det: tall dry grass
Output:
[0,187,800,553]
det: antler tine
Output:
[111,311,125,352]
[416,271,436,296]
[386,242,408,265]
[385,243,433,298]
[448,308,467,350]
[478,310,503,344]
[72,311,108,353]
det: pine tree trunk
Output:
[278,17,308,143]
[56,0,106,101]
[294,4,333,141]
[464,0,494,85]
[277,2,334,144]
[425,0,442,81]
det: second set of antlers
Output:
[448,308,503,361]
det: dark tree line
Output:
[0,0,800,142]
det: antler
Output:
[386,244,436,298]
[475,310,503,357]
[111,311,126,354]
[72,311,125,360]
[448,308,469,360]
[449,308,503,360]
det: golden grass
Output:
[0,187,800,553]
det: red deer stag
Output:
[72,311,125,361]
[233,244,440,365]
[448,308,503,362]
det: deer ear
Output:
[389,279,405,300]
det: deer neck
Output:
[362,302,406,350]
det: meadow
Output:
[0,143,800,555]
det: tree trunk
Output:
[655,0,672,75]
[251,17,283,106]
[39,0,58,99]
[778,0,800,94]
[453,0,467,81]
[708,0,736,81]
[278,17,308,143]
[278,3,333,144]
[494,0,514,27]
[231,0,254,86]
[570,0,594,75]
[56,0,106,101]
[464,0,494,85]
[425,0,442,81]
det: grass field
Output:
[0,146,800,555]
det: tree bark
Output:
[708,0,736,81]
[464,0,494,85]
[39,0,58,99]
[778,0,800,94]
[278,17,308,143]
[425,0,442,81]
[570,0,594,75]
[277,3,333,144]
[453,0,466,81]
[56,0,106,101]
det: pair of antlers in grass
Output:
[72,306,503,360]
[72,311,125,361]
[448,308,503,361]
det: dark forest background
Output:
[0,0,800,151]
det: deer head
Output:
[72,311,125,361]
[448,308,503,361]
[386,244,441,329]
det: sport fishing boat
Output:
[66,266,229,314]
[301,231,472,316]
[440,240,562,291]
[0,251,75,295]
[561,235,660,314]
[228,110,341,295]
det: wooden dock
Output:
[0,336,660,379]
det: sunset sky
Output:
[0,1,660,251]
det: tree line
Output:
^^^^
Преобразуйте все строки выше в таблицу Markdown с двумя колонками: «№» для порядкового номера и «Строка» для самой строки. Пустые строки в таблицу не включайте.

| № | Строка |
|---|---|
| 1 | det: tall dry grass |
| 2 | Output: |
| 3 | [0,187,800,553] |
| 4 | det: antler tine |
| 5 | Output: |
| 6 | [111,311,125,352] |
| 7 | [416,271,436,296] |
| 8 | [386,242,408,265] |
| 9 | [385,243,433,298] |
| 10 | [448,308,467,350] |
| 11 | [478,310,503,344] |
| 12 | [72,311,108,353] |
| 13 | det: pine tree trunk |
| 14 | Output: |
| 15 | [278,17,308,143] |
| 16 | [56,0,106,101] |
| 17 | [294,4,333,141] |
| 18 | [464,0,494,85] |
| 19 | [277,2,334,144] |
| 20 | [425,0,442,81] |
| 21 | det: second set of antlers |
| 22 | Output: |
| 23 | [448,308,503,361] |
| 24 | det: dark tree line |
| 25 | Output: |
| 26 | [0,0,800,142] |
| 27 | det: antler |
| 28 | Output: |
| 29 | [386,244,436,298] |
| 30 | [475,310,503,357] |
| 31 | [111,311,126,354] |
| 32 | [72,311,125,360] |
| 33 | [448,308,469,360] |
| 34 | [449,308,503,360] |
| 35 | det: golden grass |
| 36 | Output: |
| 37 | [0,187,800,553] |
| 38 | det: red deer stag |
| 39 | Output: |
| 40 | [72,311,125,361] |
| 41 | [233,244,440,365] |
| 42 | [448,308,503,362] |
| 43 | det: deer ear |
| 44 | Output: |
| 45 | [389,279,405,300] |
| 46 | det: deer neck |
| 47 | Output: |
| 48 | [362,302,406,350] |
| 49 | det: meadow |
| 50 | Output: |
| 51 | [0,143,800,555] |
| 52 | det: tree trunk |
| 53 | Output: |
| 54 | [655,0,672,75] |
| 55 | [251,17,283,106] |
| 56 | [39,0,58,99] |
| 57 | [778,0,800,94] |
| 58 | [453,0,467,81] |
| 59 | [708,0,736,81] |
| 60 | [278,17,308,143] |
| 61 | [278,3,333,144] |
| 62 | [494,0,514,27] |
| 63 | [231,0,254,86] |
| 64 | [570,0,594,75] |
| 65 | [56,0,106,101] |
| 66 | [464,0,494,85] |
| 67 | [425,0,442,81] |
| 68 | det: grass field |
| 69 | Output: |
| 70 | [0,146,800,555] |
| 71 | det: tree bark |
| 72 | Output: |
| 73 | [708,0,736,81] |
| 74 | [464,0,494,85] |
| 75 | [39,0,58,99] |
| 76 | [778,0,800,94] |
| 77 | [278,17,308,143] |
| 78 | [425,0,442,81] |
| 79 | [570,0,594,75] |
| 80 | [277,3,333,144] |
| 81 | [453,0,466,81] |
| 82 | [56,0,106,101] |
| 83 | det: pair of antlers in grass |
| 84 | Output: |
| 85 | [72,306,503,360] |
| 86 | [72,311,125,361] |
| 87 | [448,308,503,361] |
| 88 | det: dark forest background |
| 89 | Output: |
| 90 | [0,0,800,151] |
| 91 | det: deer head |
| 92 | Output: |
| 93 | [72,311,125,361] |
| 94 | [448,308,503,361] |
| 95 | [386,244,441,329] |
| 96 | det: sport fishing boat |
| 97 | Output: |
| 98 | [66,266,229,314] |
| 99 | [301,231,472,316] |
| 100 | [440,240,562,291] |
| 101 | [0,251,75,295] |
| 102 | [561,235,660,314] |
| 103 | [228,110,341,295] |
| 104 | det: wooden dock |
| 105 | Output: |
| 106 | [0,336,660,379] |
| 107 | det: sunset sky |
| 108 | Output: |
| 109 | [0,1,660,251] |
| 110 | det: tree line |
| 111 | Output: |